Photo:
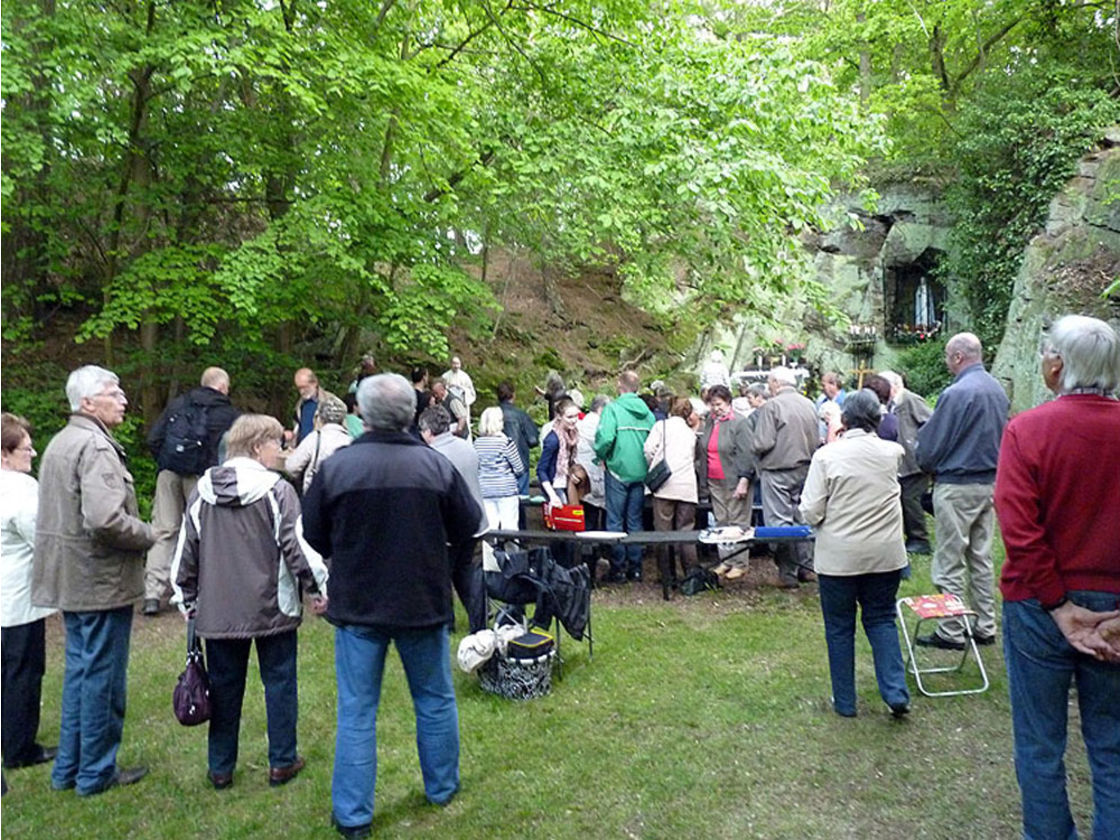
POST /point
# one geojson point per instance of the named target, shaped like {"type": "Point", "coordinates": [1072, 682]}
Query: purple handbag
{"type": "Point", "coordinates": [190, 699]}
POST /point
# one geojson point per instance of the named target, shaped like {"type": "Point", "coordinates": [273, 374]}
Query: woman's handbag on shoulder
{"type": "Point", "coordinates": [660, 472]}
{"type": "Point", "coordinates": [190, 699]}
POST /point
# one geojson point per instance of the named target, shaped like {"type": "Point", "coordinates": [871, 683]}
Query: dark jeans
{"type": "Point", "coordinates": [25, 660]}
{"type": "Point", "coordinates": [913, 486]}
{"type": "Point", "coordinates": [1041, 668]}
{"type": "Point", "coordinates": [624, 513]}
{"type": "Point", "coordinates": [94, 692]}
{"type": "Point", "coordinates": [875, 594]}
{"type": "Point", "coordinates": [671, 514]}
{"type": "Point", "coordinates": [227, 661]}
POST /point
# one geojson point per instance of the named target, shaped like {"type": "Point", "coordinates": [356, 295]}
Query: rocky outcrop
{"type": "Point", "coordinates": [860, 267]}
{"type": "Point", "coordinates": [1065, 270]}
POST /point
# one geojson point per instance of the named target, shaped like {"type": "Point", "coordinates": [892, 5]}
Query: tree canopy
{"type": "Point", "coordinates": [285, 174]}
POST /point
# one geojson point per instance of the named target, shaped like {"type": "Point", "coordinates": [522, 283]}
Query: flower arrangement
{"type": "Point", "coordinates": [915, 333]}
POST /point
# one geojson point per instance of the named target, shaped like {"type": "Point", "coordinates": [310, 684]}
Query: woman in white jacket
{"type": "Point", "coordinates": [851, 498]}
{"type": "Point", "coordinates": [329, 436]}
{"type": "Point", "coordinates": [674, 503]}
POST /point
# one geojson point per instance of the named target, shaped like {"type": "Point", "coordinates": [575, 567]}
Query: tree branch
{"type": "Point", "coordinates": [581, 24]}
{"type": "Point", "coordinates": [981, 54]}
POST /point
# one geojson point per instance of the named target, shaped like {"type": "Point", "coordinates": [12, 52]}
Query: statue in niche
{"type": "Point", "coordinates": [925, 314]}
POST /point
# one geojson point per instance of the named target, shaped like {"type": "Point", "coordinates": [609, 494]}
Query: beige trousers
{"type": "Point", "coordinates": [964, 522]}
{"type": "Point", "coordinates": [171, 494]}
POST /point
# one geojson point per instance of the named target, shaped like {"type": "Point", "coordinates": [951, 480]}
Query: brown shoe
{"type": "Point", "coordinates": [283, 775]}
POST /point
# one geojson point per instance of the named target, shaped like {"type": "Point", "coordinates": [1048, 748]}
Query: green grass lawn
{"type": "Point", "coordinates": [703, 717]}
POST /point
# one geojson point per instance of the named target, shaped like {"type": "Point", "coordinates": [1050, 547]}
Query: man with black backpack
{"type": "Point", "coordinates": [184, 442]}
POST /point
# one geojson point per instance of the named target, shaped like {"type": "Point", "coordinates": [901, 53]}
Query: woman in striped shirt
{"type": "Point", "coordinates": [498, 467]}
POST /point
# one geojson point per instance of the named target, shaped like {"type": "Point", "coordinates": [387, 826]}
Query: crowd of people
{"type": "Point", "coordinates": [384, 523]}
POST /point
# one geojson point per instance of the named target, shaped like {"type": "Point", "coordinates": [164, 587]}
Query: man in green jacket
{"type": "Point", "coordinates": [618, 442]}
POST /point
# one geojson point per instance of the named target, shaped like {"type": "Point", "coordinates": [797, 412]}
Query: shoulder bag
{"type": "Point", "coordinates": [190, 698]}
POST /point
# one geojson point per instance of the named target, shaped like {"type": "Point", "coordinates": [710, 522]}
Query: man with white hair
{"type": "Point", "coordinates": [89, 562]}
{"type": "Point", "coordinates": [392, 514]}
{"type": "Point", "coordinates": [960, 445]}
{"type": "Point", "coordinates": [1057, 493]}
{"type": "Point", "coordinates": [184, 442]}
{"type": "Point", "coordinates": [459, 383]}
{"type": "Point", "coordinates": [784, 440]}
{"type": "Point", "coordinates": [912, 412]}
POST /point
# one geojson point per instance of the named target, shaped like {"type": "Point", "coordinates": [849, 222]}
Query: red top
{"type": "Point", "coordinates": [1057, 496]}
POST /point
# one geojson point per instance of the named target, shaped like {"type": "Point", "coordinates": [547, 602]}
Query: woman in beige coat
{"type": "Point", "coordinates": [851, 497]}
{"type": "Point", "coordinates": [674, 503]}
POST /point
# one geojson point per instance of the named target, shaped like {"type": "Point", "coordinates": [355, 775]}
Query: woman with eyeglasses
{"type": "Point", "coordinates": [22, 627]}
{"type": "Point", "coordinates": [240, 570]}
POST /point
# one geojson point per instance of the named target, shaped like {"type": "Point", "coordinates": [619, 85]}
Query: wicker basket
{"type": "Point", "coordinates": [518, 679]}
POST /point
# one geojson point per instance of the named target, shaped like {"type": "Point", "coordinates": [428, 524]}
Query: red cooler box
{"type": "Point", "coordinates": [563, 518]}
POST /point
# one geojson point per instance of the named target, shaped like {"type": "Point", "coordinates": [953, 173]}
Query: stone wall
{"type": "Point", "coordinates": [908, 226]}
{"type": "Point", "coordinates": [1065, 269]}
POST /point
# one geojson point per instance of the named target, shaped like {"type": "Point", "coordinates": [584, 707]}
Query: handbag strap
{"type": "Point", "coordinates": [193, 644]}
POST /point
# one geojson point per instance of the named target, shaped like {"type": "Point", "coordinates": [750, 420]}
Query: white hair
{"type": "Point", "coordinates": [87, 381]}
{"type": "Point", "coordinates": [893, 378]}
{"type": "Point", "coordinates": [785, 375]}
{"type": "Point", "coordinates": [491, 422]}
{"type": "Point", "coordinates": [1090, 352]}
{"type": "Point", "coordinates": [386, 401]}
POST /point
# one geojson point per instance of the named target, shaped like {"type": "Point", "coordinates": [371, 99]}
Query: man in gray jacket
{"type": "Point", "coordinates": [912, 412]}
{"type": "Point", "coordinates": [960, 446]}
{"type": "Point", "coordinates": [89, 562]}
{"type": "Point", "coordinates": [784, 441]}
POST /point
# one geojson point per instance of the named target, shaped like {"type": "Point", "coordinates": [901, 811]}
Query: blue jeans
{"type": "Point", "coordinates": [875, 594]}
{"type": "Point", "coordinates": [1041, 665]}
{"type": "Point", "coordinates": [94, 690]}
{"type": "Point", "coordinates": [360, 661]}
{"type": "Point", "coordinates": [227, 660]}
{"type": "Point", "coordinates": [624, 513]}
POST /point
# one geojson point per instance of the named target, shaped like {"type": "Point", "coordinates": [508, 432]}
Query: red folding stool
{"type": "Point", "coordinates": [936, 608]}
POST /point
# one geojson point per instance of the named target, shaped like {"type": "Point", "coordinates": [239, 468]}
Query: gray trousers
{"type": "Point", "coordinates": [913, 486]}
{"type": "Point", "coordinates": [730, 511]}
{"type": "Point", "coordinates": [170, 503]}
{"type": "Point", "coordinates": [781, 496]}
{"type": "Point", "coordinates": [964, 521]}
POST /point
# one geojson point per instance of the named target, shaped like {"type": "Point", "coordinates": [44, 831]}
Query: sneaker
{"type": "Point", "coordinates": [352, 832]}
{"type": "Point", "coordinates": [934, 641]}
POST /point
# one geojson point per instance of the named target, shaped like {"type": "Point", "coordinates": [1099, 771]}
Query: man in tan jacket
{"type": "Point", "coordinates": [89, 562]}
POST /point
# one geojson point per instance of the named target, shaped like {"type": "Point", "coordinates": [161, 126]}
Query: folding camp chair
{"type": "Point", "coordinates": [561, 596]}
{"type": "Point", "coordinates": [938, 608]}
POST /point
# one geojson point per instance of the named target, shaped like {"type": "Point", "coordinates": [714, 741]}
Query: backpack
{"type": "Point", "coordinates": [185, 439]}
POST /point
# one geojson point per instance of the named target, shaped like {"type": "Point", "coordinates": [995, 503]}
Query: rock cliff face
{"type": "Point", "coordinates": [1065, 270]}
{"type": "Point", "coordinates": [874, 274]}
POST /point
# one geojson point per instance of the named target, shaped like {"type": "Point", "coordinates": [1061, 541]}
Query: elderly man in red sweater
{"type": "Point", "coordinates": [1057, 496]}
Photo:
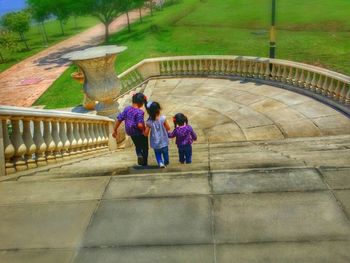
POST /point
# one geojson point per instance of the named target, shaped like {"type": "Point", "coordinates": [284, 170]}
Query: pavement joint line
{"type": "Point", "coordinates": [211, 205]}
{"type": "Point", "coordinates": [16, 176]}
{"type": "Point", "coordinates": [264, 242]}
{"type": "Point", "coordinates": [175, 196]}
{"type": "Point", "coordinates": [62, 202]}
{"type": "Point", "coordinates": [339, 203]}
{"type": "Point", "coordinates": [75, 254]}
{"type": "Point", "coordinates": [179, 196]}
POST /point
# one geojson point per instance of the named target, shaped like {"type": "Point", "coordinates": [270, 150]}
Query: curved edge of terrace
{"type": "Point", "coordinates": [30, 138]}
{"type": "Point", "coordinates": [324, 85]}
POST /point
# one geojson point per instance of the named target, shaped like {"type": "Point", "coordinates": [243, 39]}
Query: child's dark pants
{"type": "Point", "coordinates": [141, 145]}
{"type": "Point", "coordinates": [162, 155]}
{"type": "Point", "coordinates": [185, 153]}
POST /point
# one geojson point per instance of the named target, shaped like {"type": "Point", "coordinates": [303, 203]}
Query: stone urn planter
{"type": "Point", "coordinates": [88, 103]}
{"type": "Point", "coordinates": [101, 81]}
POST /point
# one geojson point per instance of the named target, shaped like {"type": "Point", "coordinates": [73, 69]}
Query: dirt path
{"type": "Point", "coordinates": [25, 82]}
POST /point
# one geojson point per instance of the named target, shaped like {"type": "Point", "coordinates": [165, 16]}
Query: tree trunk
{"type": "Point", "coordinates": [23, 39]}
{"type": "Point", "coordinates": [62, 29]}
{"type": "Point", "coordinates": [45, 34]}
{"type": "Point", "coordinates": [75, 23]}
{"type": "Point", "coordinates": [2, 60]}
{"type": "Point", "coordinates": [106, 32]}
{"type": "Point", "coordinates": [151, 7]}
{"type": "Point", "coordinates": [140, 12]}
{"type": "Point", "coordinates": [128, 19]}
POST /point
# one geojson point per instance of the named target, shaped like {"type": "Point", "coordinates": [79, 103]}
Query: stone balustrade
{"type": "Point", "coordinates": [327, 86]}
{"type": "Point", "coordinates": [30, 138]}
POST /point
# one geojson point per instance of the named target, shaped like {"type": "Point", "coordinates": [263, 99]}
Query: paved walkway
{"type": "Point", "coordinates": [23, 83]}
{"type": "Point", "coordinates": [283, 199]}
{"type": "Point", "coordinates": [253, 202]}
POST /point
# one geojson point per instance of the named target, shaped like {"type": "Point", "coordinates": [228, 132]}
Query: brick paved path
{"type": "Point", "coordinates": [23, 83]}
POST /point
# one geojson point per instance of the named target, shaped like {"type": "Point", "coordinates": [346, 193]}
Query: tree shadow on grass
{"type": "Point", "coordinates": [55, 59]}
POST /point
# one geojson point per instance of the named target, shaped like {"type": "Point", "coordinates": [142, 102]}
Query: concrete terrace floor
{"type": "Point", "coordinates": [270, 182]}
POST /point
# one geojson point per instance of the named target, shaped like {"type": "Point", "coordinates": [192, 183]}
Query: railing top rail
{"type": "Point", "coordinates": [299, 65]}
{"type": "Point", "coordinates": [37, 113]}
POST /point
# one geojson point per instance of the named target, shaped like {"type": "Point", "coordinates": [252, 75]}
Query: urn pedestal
{"type": "Point", "coordinates": [101, 81]}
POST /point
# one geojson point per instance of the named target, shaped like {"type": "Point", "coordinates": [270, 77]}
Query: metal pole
{"type": "Point", "coordinates": [273, 31]}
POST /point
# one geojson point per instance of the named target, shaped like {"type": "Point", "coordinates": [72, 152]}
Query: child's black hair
{"type": "Point", "coordinates": [139, 98]}
{"type": "Point", "coordinates": [180, 119]}
{"type": "Point", "coordinates": [153, 110]}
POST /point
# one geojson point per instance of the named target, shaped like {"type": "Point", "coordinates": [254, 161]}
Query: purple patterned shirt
{"type": "Point", "coordinates": [132, 117]}
{"type": "Point", "coordinates": [184, 135]}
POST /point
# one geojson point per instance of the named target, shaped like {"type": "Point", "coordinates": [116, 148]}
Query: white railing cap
{"type": "Point", "coordinates": [37, 113]}
{"type": "Point", "coordinates": [299, 65]}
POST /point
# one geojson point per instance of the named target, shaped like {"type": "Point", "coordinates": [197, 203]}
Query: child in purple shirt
{"type": "Point", "coordinates": [185, 136]}
{"type": "Point", "coordinates": [134, 126]}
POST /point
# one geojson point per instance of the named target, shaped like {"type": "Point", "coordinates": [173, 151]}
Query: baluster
{"type": "Point", "coordinates": [239, 67]}
{"type": "Point", "coordinates": [267, 71]}
{"type": "Point", "coordinates": [9, 149]}
{"type": "Point", "coordinates": [308, 80]}
{"type": "Point", "coordinates": [249, 69]}
{"type": "Point", "coordinates": [190, 67]}
{"type": "Point", "coordinates": [77, 137]}
{"type": "Point", "coordinates": [29, 142]}
{"type": "Point", "coordinates": [57, 140]}
{"type": "Point", "coordinates": [50, 158]}
{"type": "Point", "coordinates": [64, 139]}
{"type": "Point", "coordinates": [343, 94]}
{"type": "Point", "coordinates": [325, 86]}
{"type": "Point", "coordinates": [262, 70]}
{"type": "Point", "coordinates": [39, 143]}
{"type": "Point", "coordinates": [256, 70]}
{"type": "Point", "coordinates": [313, 85]}
{"type": "Point", "coordinates": [330, 89]}
{"type": "Point", "coordinates": [337, 91]}
{"type": "Point", "coordinates": [273, 72]}
{"type": "Point", "coordinates": [290, 75]}
{"type": "Point", "coordinates": [296, 77]}
{"type": "Point", "coordinates": [244, 68]}
{"type": "Point", "coordinates": [284, 74]}
{"type": "Point", "coordinates": [100, 132]}
{"type": "Point", "coordinates": [302, 79]}
{"type": "Point", "coordinates": [88, 136]}
{"type": "Point", "coordinates": [98, 138]}
{"type": "Point", "coordinates": [319, 84]}
{"type": "Point", "coordinates": [162, 68]}
{"type": "Point", "coordinates": [73, 142]}
{"type": "Point", "coordinates": [83, 137]}
{"type": "Point", "coordinates": [347, 97]}
{"type": "Point", "coordinates": [20, 147]}
{"type": "Point", "coordinates": [279, 72]}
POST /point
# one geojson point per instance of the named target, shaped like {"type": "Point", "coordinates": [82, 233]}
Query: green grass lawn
{"type": "Point", "coordinates": [35, 39]}
{"type": "Point", "coordinates": [313, 31]}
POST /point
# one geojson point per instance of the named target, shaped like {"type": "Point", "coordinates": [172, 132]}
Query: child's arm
{"type": "Point", "coordinates": [147, 130]}
{"type": "Point", "coordinates": [166, 125]}
{"type": "Point", "coordinates": [193, 134]}
{"type": "Point", "coordinates": [116, 126]}
{"type": "Point", "coordinates": [141, 121]}
{"type": "Point", "coordinates": [172, 134]}
{"type": "Point", "coordinates": [120, 119]}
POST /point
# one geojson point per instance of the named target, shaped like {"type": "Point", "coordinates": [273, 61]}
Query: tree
{"type": "Point", "coordinates": [62, 10]}
{"type": "Point", "coordinates": [7, 41]}
{"type": "Point", "coordinates": [150, 3]}
{"type": "Point", "coordinates": [18, 22]}
{"type": "Point", "coordinates": [40, 12]}
{"type": "Point", "coordinates": [105, 10]}
{"type": "Point", "coordinates": [125, 6]}
{"type": "Point", "coordinates": [139, 4]}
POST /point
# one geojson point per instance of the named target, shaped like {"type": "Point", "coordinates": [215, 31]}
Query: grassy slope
{"type": "Point", "coordinates": [35, 40]}
{"type": "Point", "coordinates": [313, 31]}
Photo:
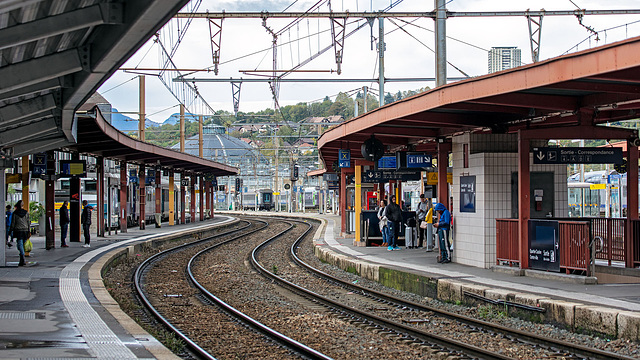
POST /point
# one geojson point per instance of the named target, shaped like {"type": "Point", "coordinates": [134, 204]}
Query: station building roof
{"type": "Point", "coordinates": [97, 137]}
{"type": "Point", "coordinates": [579, 90]}
{"type": "Point", "coordinates": [55, 53]}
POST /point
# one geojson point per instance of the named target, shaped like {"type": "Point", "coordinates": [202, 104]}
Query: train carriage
{"type": "Point", "coordinates": [258, 200]}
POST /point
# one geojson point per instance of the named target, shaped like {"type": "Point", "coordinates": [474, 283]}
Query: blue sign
{"type": "Point", "coordinates": [39, 164]}
{"type": "Point", "coordinates": [418, 160]}
{"type": "Point", "coordinates": [577, 155]}
{"type": "Point", "coordinates": [387, 162]}
{"type": "Point", "coordinates": [370, 176]}
{"type": "Point", "coordinates": [344, 158]}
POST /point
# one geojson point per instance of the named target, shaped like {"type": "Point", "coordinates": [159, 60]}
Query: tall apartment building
{"type": "Point", "coordinates": [502, 58]}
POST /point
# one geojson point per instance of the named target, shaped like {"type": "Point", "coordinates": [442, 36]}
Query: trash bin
{"type": "Point", "coordinates": [410, 234]}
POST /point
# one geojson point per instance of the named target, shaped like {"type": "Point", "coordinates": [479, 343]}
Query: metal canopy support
{"type": "Point", "coordinates": [235, 90]}
{"type": "Point", "coordinates": [337, 33]}
{"type": "Point", "coordinates": [215, 34]}
{"type": "Point", "coordinates": [56, 25]}
{"type": "Point", "coordinates": [35, 71]}
{"type": "Point", "coordinates": [535, 33]}
{"type": "Point", "coordinates": [381, 48]}
{"type": "Point", "coordinates": [33, 130]}
{"type": "Point", "coordinates": [441, 42]}
{"type": "Point", "coordinates": [24, 109]}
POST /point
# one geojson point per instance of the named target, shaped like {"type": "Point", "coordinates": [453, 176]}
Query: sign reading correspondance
{"type": "Point", "coordinates": [370, 176]}
{"type": "Point", "coordinates": [578, 155]}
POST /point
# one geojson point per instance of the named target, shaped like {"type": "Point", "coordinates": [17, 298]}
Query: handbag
{"type": "Point", "coordinates": [28, 246]}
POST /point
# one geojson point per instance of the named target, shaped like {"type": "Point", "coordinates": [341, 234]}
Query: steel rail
{"type": "Point", "coordinates": [373, 15]}
{"type": "Point", "coordinates": [255, 324]}
{"type": "Point", "coordinates": [524, 336]}
{"type": "Point", "coordinates": [143, 267]}
{"type": "Point", "coordinates": [401, 329]}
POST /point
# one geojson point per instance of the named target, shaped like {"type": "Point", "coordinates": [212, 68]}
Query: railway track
{"type": "Point", "coordinates": [409, 318]}
{"type": "Point", "coordinates": [208, 293]}
{"type": "Point", "coordinates": [230, 321]}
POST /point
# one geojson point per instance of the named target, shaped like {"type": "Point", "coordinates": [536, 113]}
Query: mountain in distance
{"type": "Point", "coordinates": [125, 123]}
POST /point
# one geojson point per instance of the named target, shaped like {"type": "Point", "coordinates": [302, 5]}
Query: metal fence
{"type": "Point", "coordinates": [573, 244]}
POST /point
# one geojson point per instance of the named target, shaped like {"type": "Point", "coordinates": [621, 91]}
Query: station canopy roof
{"type": "Point", "coordinates": [576, 91]}
{"type": "Point", "coordinates": [97, 137]}
{"type": "Point", "coordinates": [55, 53]}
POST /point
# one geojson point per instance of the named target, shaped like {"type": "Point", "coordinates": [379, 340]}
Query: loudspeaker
{"type": "Point", "coordinates": [372, 149]}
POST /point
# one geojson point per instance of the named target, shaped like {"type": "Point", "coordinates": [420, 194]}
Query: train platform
{"type": "Point", "coordinates": [573, 301]}
{"type": "Point", "coordinates": [56, 306]}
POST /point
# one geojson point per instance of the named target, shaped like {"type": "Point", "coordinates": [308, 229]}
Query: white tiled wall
{"type": "Point", "coordinates": [475, 233]}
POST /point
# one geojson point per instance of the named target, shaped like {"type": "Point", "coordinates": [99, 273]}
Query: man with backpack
{"type": "Point", "coordinates": [394, 216]}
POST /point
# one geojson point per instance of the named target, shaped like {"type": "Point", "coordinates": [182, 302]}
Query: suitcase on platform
{"type": "Point", "coordinates": [410, 237]}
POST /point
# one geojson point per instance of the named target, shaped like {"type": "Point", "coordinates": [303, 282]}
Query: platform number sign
{"type": "Point", "coordinates": [344, 158]}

##########

* _What this task involves_: All lines from the one containing "Query: train platform" to the last line above should be reproduced exactly, and no other lines should be given.

* _Solution to this task_:
Query: train platform
{"type": "Point", "coordinates": [573, 301]}
{"type": "Point", "coordinates": [56, 306]}
POST /point
# one geojson point per instance of the named target, shaped like {"type": "Point", "coordinates": [308, 229]}
Query: white tiled wall
{"type": "Point", "coordinates": [475, 233]}
POST /point
# one geojson point per instance of the named target, shaped like {"type": "Point", "coordinates": [99, 273]}
Query: man with backpack
{"type": "Point", "coordinates": [394, 216]}
POST /point
# one geojson point per instance of the named target, shaped like {"type": "Point", "coordinates": [182, 302]}
Query: suitcase on platform
{"type": "Point", "coordinates": [410, 237]}
POST /point
# one geojson point per instance of the named target, shaped like {"type": "Point", "coordinates": [303, 282]}
Query: platform number sign
{"type": "Point", "coordinates": [344, 158]}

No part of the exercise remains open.